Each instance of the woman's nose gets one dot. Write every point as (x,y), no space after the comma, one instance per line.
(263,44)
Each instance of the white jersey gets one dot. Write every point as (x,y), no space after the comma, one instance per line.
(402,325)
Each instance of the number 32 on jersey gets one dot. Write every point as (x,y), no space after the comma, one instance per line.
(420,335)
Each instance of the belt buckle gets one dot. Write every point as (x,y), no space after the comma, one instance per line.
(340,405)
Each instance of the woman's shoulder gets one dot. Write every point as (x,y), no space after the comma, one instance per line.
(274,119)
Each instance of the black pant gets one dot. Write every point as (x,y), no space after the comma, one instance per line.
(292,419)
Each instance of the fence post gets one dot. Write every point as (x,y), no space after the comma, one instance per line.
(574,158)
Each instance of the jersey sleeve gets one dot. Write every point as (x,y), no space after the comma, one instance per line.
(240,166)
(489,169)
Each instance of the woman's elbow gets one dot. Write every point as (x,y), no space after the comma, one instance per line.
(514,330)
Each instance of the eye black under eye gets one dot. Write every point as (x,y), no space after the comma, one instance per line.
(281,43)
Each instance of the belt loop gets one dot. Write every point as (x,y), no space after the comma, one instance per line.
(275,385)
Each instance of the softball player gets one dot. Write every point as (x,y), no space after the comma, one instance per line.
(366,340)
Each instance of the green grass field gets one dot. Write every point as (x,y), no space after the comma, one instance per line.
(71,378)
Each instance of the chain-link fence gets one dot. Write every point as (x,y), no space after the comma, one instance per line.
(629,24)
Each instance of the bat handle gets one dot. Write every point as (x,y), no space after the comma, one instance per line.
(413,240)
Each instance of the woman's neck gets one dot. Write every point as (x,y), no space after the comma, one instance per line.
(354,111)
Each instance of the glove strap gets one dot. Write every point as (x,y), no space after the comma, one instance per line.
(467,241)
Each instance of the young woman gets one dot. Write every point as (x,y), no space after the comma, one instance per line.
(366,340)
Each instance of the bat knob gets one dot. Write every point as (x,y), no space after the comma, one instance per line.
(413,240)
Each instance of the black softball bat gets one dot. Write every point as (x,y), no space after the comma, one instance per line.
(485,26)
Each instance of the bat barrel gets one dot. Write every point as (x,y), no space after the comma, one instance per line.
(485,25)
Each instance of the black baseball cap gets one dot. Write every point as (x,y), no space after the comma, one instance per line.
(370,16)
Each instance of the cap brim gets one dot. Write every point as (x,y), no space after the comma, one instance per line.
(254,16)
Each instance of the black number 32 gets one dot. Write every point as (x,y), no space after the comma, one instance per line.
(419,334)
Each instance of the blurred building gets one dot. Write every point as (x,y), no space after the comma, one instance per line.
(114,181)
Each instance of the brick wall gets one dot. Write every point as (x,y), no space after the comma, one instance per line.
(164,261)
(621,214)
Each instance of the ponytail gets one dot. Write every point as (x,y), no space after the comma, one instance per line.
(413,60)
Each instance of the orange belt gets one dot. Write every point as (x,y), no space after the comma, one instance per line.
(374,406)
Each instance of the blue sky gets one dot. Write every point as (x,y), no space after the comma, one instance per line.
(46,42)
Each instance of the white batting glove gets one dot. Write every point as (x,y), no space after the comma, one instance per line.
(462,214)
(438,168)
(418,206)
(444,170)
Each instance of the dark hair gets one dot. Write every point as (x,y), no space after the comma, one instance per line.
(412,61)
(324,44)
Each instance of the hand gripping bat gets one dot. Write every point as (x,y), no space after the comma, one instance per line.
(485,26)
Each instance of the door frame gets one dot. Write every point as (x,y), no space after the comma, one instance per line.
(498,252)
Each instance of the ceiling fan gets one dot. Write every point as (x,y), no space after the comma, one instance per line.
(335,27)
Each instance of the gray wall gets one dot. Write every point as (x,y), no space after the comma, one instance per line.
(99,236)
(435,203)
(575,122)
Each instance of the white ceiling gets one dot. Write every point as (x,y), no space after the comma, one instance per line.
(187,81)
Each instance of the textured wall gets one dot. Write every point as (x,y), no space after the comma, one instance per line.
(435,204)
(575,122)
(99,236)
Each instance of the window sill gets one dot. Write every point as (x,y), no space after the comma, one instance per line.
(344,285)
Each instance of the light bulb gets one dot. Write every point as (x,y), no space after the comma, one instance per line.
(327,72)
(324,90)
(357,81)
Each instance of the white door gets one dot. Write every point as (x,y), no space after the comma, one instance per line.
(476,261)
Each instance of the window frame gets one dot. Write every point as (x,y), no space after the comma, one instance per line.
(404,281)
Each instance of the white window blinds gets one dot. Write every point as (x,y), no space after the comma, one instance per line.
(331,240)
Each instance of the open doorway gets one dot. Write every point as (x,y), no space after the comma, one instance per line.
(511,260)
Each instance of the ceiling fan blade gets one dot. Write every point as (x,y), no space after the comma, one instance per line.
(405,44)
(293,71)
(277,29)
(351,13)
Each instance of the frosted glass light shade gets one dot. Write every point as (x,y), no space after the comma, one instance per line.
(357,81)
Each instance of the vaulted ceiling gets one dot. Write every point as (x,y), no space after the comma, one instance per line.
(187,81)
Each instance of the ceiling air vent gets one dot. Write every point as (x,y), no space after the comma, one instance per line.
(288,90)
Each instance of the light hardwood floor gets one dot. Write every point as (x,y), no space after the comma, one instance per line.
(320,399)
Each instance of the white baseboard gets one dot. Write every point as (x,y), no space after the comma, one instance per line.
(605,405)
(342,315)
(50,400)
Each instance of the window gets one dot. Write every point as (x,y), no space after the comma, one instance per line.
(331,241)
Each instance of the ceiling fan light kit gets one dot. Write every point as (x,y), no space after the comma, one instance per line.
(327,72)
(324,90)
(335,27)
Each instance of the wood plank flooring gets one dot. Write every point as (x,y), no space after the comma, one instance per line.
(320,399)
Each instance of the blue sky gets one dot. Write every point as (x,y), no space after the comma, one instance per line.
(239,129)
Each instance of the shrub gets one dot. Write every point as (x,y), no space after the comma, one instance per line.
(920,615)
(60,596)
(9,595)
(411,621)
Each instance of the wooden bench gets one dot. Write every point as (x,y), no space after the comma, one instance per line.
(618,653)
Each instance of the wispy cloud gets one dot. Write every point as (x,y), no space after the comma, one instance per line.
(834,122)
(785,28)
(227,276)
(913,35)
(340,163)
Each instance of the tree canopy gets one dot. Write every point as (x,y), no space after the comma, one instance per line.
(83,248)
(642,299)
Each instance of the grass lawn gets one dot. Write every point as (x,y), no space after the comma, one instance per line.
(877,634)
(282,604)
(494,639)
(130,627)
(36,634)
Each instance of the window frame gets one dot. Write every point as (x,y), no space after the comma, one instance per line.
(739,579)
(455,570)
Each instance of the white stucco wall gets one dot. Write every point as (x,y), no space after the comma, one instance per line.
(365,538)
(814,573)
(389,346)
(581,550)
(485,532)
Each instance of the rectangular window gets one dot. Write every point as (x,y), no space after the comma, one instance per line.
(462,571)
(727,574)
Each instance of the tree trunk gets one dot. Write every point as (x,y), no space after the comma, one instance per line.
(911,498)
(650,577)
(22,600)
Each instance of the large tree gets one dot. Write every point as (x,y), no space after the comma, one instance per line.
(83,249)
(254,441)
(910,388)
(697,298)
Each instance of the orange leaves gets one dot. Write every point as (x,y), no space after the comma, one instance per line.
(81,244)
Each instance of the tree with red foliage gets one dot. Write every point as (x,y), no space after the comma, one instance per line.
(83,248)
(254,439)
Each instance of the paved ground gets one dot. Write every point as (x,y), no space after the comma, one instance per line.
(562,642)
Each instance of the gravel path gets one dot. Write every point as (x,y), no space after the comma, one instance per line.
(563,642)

WHAT TO DO —
Retype all the records, matching them exactly.

WRITTEN ANSWER —
Each instance of the woman's nose gets one dot. Write every point as (x,y), no space after the comma, one instance per line.
(263,44)
Each instance of the white jersey gets one dot. Write every point as (x,y), no space after the comma, one instance per line.
(402,325)
Each instance of the number 32 on jersey gets one dot. Write every point as (x,y), no space after the comma, one instance per line.
(420,335)
Each instance of the belt buckle gets one dot. Write every point as (x,y), no space after the comma, one instance per line.
(340,405)
Each instance of the woman's shoulder gets one dot. Write every point as (x,y), no space after the comma, one instance per line.
(274,119)
Each instance of the black pant gets one dot. Write every point as (x,y), no space after the comma, one instance per line.
(292,419)
Each instance of the fence post gets one dot. Write every point as (x,y), no space after the comma, one instance per line.
(574,158)
Each instance of the jersey sleeve gets one dot. Write every point as (x,y), no space after the comma, one instance per line.
(240,166)
(489,169)
Each instance of the woman's elbow gets one dot. Write every point as (x,y), no space after the comma, one instance per line.
(514,330)
Each instance of the eye black under eye gets one dot. Write every point as (x,y), no space after the comma, one instance per line.
(281,43)
Each instance of the belt loop gets one dot. Write every point as (x,y), no space after the comma, one instance per line.
(275,385)
Each instance of the softball player gets one dot. Write every point as (x,y), no space after the comma, one instance per line.
(366,340)
Each instance of the green grass field gets one dot. Write every point as (x,y), no space after the comma, one instance per line.
(71,378)
Each instance of the chain-link fence gets one dot. Write every point as (x,y), no space after the comma, one instance per line.
(629,24)
Each instance of the bat handle gets one dot. Write every point as (x,y), no space after the comma, one instance per line.
(413,240)
Each instance of the woman's neck gets one dot. Write every point as (x,y), no space after the comma, one instance per line.
(354,111)
Each instance of the glove strap gets one dot. Write every point as (x,y), no space after the comma, one instance per line.
(467,241)
Each instance of the young woman gets one dot. Write every point as (x,y), no space after the comma, one instance per line.
(366,340)
Each instance of the bat knob gets one dot. Write every point as (x,y), no space after the comma, one instance per line.
(413,240)
Each instance of the black softball bat gets one dot. Write every point as (x,y), no space after the comma, one instance per line.
(485,26)
Each instance of the bat barrel gets one dot. Write every point as (x,y), no space after the comma, one instance per line.
(485,25)
Each instance of the black baseball cap gets one dot. Write every point as (x,y), no space after the comma, one instance per line.
(370,16)
Each instance of the cap brim gets one dot. Write every point as (x,y), no space after the comma, one instance per line.
(254,16)
Each instance of the black number 32 gets one dot. Write every point as (x,y), no space after the comma, one instance per line.
(419,334)
Each instance of the blurred building gets one dot. Write every point as (x,y), no space after the comma, one instance per line.
(114,181)
Each instance of the brick wall gets one dot. Write every point as (x,y), no space after the comma, one instance per line.
(164,261)
(621,214)
Each instance of the ponytail gets one dot. Write every point as (x,y), no space after the comma, one instance per line.
(413,60)
Each instance of the orange belt gets one dot. Write every point as (x,y), no space after the comma, one instance per line.
(374,406)
Each instance of the blue sky gets one dot. Write every point as (x,y), no space after the comma, one instance per line.
(46,42)
Each instance of the white batting glove gets one dot. Write every point as (x,y), no space after the comma, one instance per line.
(462,214)
(438,168)
(418,206)
(444,170)
Each instance of the dark hair gets one dot. Write every point as (x,y), no space after the comma, one instance per line.
(412,61)
(324,44)
Each instance of the hand gripping bat gets one dot. Write every point as (x,y), no space after the comma, one instance per line.
(485,26)
Each instance of the door frame gets one dot. Write every point as (x,y), no space after the comma, one instance per line.
(498,252)
Each instance of the ceiling fan gets one dot. Write every point as (x,y), no space after the comma, one instance per line.
(335,27)
Each instance of the gray wall gets one dot. Write every point as (x,y), no space after the comma, one instance per line.
(99,236)
(435,203)
(575,122)
Each instance of the white ceiling gets one dot. Write every point as (x,y), no space after the comma, one instance per line.
(187,81)
Each instance of the textured wall gets one dot. Write every point as (x,y), no space after the comma, one instance per line.
(435,204)
(575,122)
(99,236)
Each instance of the window sill gets one dot. Write every point as (x,y), no space after the comma, one instance per line.
(344,285)
Each instance of the light bulb gets one dot. Write every point as (x,y), no space after the comma, one instance per line.
(327,72)
(324,90)
(357,81)
Each instance of the white door gets one dot. Write every point as (x,y), no space after the comma, one instance per line.
(476,261)
Each instance of the window frame gets one dot. Write every point as (x,y), no space after the comma, one instance per line.
(404,281)
Each instance of the white window blinds gets one dot. Write every point as (x,y), no space after the comma, one instance per line.
(331,240)
Each instance of the open doorway gets one dot. Write every point as (x,y), no space after the comma, one instance per line.
(511,260)
Each instance of the ceiling fan blade gets one dot. Write every point as (x,y), no space after the comma, one instance per line.
(405,44)
(293,71)
(277,29)
(351,13)
Each instance of the frosted glass light shade gets one dot. Write every point as (x,y), no space after the comma, one instance per line.
(357,81)
Each instance of the vaulted ceiling gets one dot. Write every point as (x,y), no space after the comma, one instance per line.
(187,81)
Each instance of the ceiling air vent gets one dot. Write every point as (x,y), no space after the comma, one instance per line.
(288,90)
Each instance of the light hardwood floor gets one dot. Write every point as (x,y), no space after the comma, one instance per line.
(320,399)
Each instance of the white baseboard gets one dot. Write every point as (x,y), no space after the comma, one instance per line.
(605,405)
(342,315)
(50,400)
Each instance of the window gets one dot. Write every point as (x,y), no space after the comma, one instance per line.
(331,241)
Each instance of the ceiling fan light kit gets one dot. Write every point as (x,y), no space after the comma, one instance per line.
(327,72)
(324,90)
(335,27)
Each instance of the wood plank flooring gets one dot. Write every point as (x,y), no space after the comma, one instance per line.
(320,399)
Each instance of the blue sky gets one dot. Write every point as (x,y), no space after the comma, one instance per line.
(239,129)
Each instance of the shrub gets one dot. Write every point as (x,y), no space after the comma, one instance per line.
(920,615)
(60,596)
(9,595)
(411,621)
Each instance of the wooden bench gets one dot. Write every point as (x,y), no space after the comma, one instance per line.
(618,653)
Each instance of the wispy cloud gets one dot. Write every point as (x,y), no space after the comma, one instance per line.
(834,122)
(785,28)
(227,276)
(913,35)
(340,163)
Each instance of the tree canopy gets one dot. Write every point as (x,y), no space after the comma, one instance per line.
(83,248)
(642,299)
Each instance of the grass lawn gets one dot. Write every point as (x,y), no space after the comma, one instance per line.
(877,634)
(282,604)
(494,639)
(130,627)
(36,634)
Each instance of the window frame gets one dot. Write every point as (x,y), no space after the comma, one instance per line.
(739,579)
(455,570)
Each instance of the white stucco wall gets one dot. Write every point as (x,y), no space after the comma, one instance per line.
(365,538)
(814,573)
(389,346)
(581,550)
(485,532)
Each instance of the rectangular window gets one dot. Write every point as (x,y), no space after the comma, one instance per line.
(462,571)
(727,574)
Each instance of the tree trunk gets one dot. Write every point as (x,y), no space after the comma, one instance per line.
(911,498)
(650,577)
(22,600)
Each instance of the large tree gets one dot. Write every point as (x,y), no space after the comma, one instance per line.
(83,249)
(254,441)
(910,388)
(697,298)
Each instance of the orange leaves gets one dot. Write every point as (x,y), no space after the comma, one instance per line.
(81,244)
Each instance of the tree with red foliage gets one dot. Write every point as (x,y), no space after the comma, one instance per line.
(83,248)
(254,439)
Each instance of the paved ground gets one dot. Write every point as (x,y), no space after the comma, one instance per line.
(562,642)
Each instance of the gravel path gets one dot. Write every point as (x,y), no space after the comma, one instance per line.
(563,642)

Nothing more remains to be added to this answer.